HDP Eş Genel Başkanı Figen Yüksekdağ, Cumhurbaşkanı Erdoğan’ın “Ya baş eğeceksiniz, ya baş vereceksiniz” tehdidine karşı “Bizim baş verdiğimiz doğrudur ama tarih de biliyor ki hiç baş eğmedik, eğmeyiz” yanıtını verdi.

Halkların Demokratik Partisi (HDP) Eş Genel Başkanı Figen Yüksekdağ, partisinin Meclis grup toplantısında konuşuyor.

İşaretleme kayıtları
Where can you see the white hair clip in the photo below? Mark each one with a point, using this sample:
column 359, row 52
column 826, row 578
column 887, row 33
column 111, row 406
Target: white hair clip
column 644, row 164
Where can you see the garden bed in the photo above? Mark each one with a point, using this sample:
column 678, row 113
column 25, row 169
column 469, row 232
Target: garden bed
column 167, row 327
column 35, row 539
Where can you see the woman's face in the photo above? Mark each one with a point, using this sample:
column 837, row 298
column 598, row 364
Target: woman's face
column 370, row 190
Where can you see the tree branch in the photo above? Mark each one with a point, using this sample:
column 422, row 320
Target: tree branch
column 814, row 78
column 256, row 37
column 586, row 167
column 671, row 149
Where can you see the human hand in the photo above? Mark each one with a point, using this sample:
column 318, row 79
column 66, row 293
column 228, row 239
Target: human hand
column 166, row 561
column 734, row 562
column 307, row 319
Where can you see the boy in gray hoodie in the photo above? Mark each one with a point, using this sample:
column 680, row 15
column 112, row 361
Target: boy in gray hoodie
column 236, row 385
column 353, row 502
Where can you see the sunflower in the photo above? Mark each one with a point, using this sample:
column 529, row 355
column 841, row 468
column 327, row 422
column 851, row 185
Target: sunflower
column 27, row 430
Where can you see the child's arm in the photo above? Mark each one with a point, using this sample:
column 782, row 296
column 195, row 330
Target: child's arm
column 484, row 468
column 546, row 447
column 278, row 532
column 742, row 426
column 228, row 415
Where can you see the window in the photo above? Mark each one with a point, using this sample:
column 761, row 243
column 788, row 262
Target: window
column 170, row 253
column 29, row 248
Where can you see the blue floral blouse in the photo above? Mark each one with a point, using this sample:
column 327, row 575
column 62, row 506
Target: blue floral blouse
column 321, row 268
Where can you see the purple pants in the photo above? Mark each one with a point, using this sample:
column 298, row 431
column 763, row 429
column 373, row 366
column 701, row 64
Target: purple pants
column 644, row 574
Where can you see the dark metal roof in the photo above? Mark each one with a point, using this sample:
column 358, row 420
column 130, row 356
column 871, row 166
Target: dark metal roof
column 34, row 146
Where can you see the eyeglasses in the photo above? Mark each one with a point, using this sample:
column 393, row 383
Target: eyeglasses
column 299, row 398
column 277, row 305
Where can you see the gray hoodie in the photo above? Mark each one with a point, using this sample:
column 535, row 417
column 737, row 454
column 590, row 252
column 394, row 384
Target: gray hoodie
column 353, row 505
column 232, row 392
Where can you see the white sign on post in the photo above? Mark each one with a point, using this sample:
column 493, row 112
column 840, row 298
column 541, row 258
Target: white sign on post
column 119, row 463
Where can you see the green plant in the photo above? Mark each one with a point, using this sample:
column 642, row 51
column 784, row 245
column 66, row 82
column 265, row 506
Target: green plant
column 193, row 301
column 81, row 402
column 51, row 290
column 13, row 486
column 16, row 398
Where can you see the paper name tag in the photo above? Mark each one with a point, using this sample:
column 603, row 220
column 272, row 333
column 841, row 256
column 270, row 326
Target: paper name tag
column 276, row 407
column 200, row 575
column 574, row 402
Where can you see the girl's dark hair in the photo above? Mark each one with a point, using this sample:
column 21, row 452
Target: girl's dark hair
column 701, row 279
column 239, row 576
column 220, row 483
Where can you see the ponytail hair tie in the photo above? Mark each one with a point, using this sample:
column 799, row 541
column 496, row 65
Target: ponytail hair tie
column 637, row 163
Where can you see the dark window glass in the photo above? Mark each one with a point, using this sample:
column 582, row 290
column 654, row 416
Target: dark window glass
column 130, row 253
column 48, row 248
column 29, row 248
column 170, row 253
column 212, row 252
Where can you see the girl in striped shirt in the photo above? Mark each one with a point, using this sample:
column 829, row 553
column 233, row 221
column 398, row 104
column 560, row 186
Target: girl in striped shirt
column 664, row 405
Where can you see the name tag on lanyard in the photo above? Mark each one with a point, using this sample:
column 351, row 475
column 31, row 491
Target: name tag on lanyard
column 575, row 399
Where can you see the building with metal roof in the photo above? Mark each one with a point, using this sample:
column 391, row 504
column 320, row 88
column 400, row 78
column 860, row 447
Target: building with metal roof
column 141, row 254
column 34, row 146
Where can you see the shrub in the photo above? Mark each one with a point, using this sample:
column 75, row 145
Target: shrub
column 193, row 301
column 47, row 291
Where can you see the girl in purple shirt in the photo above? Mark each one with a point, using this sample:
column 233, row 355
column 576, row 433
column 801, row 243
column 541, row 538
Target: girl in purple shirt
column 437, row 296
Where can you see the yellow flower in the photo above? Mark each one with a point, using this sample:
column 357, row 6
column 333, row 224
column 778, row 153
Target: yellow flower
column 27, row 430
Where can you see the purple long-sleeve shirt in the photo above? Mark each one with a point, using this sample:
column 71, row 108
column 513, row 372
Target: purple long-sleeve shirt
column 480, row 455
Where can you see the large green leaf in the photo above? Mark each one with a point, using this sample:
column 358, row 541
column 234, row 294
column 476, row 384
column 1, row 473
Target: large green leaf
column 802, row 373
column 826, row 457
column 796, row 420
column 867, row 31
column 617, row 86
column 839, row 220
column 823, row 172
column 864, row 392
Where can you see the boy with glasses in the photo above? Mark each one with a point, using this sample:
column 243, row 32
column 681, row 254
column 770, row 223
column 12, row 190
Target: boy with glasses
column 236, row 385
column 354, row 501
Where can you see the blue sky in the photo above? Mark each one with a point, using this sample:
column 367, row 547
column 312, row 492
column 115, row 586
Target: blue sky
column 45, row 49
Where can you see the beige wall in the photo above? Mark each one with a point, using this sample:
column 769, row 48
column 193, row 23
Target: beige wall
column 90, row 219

● **Göreviniz**
Figen Yüksekdağ'ın yanıtını aktaran metinde "HDP Eş Genel" ile "grup toplantısında konuşuyor." arasındaki bölümü, bu ifadeler de dahil olmak üzere hiç değiştirmeden yeniden yazın. Öğeler bu iş için gerekli değildir.

● **Tamamlanan görev**
HDP Eş Genel Başkanı Figen Yüksekdağ, Cumhurbaşkanı Erdoğan’ın “Ya baş eğeceksiniz, ya baş vereceksiniz” tehdidine karşı “Bizim baş verdiğimiz doğrudur ama tarih de biliyor ki hiç baş eğmedik, eğmeyiz” yanıtını verdi.

Halkların Demokratik Partisi (HDP) Eş Genel Başkanı Figen Yüksekdağ, partisinin Meclis grup toplantısında konuşuyor.